§ **PROVIDED RECORDS**
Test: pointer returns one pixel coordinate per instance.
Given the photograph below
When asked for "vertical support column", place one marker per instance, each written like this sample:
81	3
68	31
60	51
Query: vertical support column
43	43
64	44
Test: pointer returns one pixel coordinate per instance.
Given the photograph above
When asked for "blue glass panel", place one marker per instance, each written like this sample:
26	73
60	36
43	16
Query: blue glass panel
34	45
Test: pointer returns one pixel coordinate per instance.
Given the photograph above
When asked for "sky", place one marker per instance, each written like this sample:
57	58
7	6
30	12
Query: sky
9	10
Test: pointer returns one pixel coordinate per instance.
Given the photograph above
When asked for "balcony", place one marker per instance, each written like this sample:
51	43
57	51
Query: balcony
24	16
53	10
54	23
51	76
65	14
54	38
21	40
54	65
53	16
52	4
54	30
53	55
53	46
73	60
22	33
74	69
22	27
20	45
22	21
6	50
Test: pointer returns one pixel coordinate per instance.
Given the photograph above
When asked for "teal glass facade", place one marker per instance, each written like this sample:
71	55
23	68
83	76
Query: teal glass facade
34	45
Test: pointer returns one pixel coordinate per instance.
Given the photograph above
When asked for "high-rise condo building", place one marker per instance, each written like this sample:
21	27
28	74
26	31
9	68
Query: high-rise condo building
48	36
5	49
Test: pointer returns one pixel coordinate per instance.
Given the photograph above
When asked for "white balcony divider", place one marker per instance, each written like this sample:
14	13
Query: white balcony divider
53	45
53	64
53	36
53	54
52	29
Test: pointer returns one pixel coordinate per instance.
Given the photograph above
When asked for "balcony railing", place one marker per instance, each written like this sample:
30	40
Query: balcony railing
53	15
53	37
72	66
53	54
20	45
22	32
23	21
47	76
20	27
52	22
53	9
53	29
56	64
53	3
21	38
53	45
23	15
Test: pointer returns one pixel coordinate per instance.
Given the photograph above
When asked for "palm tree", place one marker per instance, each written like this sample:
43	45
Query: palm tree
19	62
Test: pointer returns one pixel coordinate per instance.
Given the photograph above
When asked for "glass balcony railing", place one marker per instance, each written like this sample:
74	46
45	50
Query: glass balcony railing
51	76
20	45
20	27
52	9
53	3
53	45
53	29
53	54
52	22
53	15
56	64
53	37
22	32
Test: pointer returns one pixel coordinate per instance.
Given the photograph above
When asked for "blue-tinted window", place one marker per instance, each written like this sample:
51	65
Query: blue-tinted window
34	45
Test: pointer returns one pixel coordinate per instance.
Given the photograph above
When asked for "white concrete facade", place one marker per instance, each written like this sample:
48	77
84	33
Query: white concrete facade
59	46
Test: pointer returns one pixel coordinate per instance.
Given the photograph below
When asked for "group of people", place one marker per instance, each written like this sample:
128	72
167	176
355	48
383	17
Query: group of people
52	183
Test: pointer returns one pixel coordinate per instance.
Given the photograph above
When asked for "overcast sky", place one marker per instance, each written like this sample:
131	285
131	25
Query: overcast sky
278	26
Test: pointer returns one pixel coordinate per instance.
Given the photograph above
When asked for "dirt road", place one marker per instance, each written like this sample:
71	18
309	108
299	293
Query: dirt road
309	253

§ **STATED PROBLEM**
Recopy all the lines exactly as they appear.

§ **REPLY TO THE EXERCISE**
Test: pointer returns one pixel coordinate per instance.
Given the photograph below
When asked for "vertical support column", place one marker per instance, each written like this sample:
81	3
68	31
60	51
Query: vertical support column
43	43
64	44
Test: pointer returns one pixel coordinate per instance.
Given the photograph above
When asked for "blue glass panel", place one marker per instance, each written like this sample:
26	73
60	36
43	16
Query: blue glass panel
34	45
Test: pointer returns one pixel coordinate per instance.
Given the photograph above
When asked for "sky", place one marker per instance, each written like this sample:
57	58
7	6
30	12
Query: sky
9	10
Test: pointer returns one pixel coordinate per instance.
Given the photograph above
When asked for "balcony", place one marker per instance, each written like this sample:
51	43
57	51
Query: balcony
24	16
53	10
54	23
51	76
65	14
54	38
21	40
54	65
53	16
52	4
54	30
53	55
53	46
73	60
22	33
74	69
22	27
20	45
22	21
6	50
Test: pointer returns one pixel coordinate per instance.
Given the photograph above
When asked for "teal glass facade", place one marker per instance, each written like this sample:
71	55
23	68
83	76
Query: teal glass facade
34	45
Test: pointer returns one pixel coordinate per instance.
Given the photograph above
When asked for "high-rise condo building", place one marker per instance, each written like this sample:
21	27
28	74
26	31
9	68
Query: high-rise condo building
48	36
5	49
Test: pointer returns one pixel coordinate per instance.
Given the photograph above
When asked for "white balcony divider", place one marker per instance, each written like this sample:
14	13
Query: white balcony divider
53	45
53	64
53	36
53	54
52	29
Test: pointer returns one pixel coordinate per instance.
Given the photograph above
When asked for "balcony railing", place one marker per instance, each written like this sample:
30	40
Query: balcony railing
53	15
53	37
72	66
53	54
20	45
22	32
23	21
47	76
20	27
52	22
53	9
53	29
56	64
53	3
21	38
53	45
23	15
Test: pointer returns one pixel coordinate per instance.
Given the photograph above
When asked for "palm tree", place one marker per instance, each written like this sample:
43	45
Query: palm tree
19	62
Test: pointer returns one pixel coordinate per instance.
Given the photograph above
When asked for "glass balcony railing", place one marker per instance, each written like this sample:
74	46
45	50
Query: glass balcony railing
51	76
20	45
20	27
52	9
53	3
53	45
53	29
53	54
52	22
53	15
56	64
53	37
22	32
Test: pointer returns one pixel coordinate per instance.
Given the photograph above
When asked for "blue-tinted window", place one marker per instance, each written like this sample:
51	65
Query: blue-tinted window
34	45
Test: pointer returns one pixel coordinate per instance.
Given the photograph above
When asked for "white concrete facade", place one marker per instance, each written like this sample:
48	77
84	33
Query: white concrete facade
59	46
Test: pointer returns one pixel coordinate per instance.
Given the photograph below
When asked for "group of people", place one marker per instance, each written like this sample:
128	72
167	176
355	48
383	17
Query: group of people
52	183
Test: pointer returns one pixel coordinate per instance.
Given the photograph above
When asked for "overcast sky", place one marker per instance, each written like this sample:
131	285
131	25
Query: overcast sky
278	26
Test: pointer returns one pixel coordinate per instance.
Given the photograph above
When asked for "dirt road", place one marker per instance, each written like this sample:
71	18
309	108
299	293
Query: dirt road
309	253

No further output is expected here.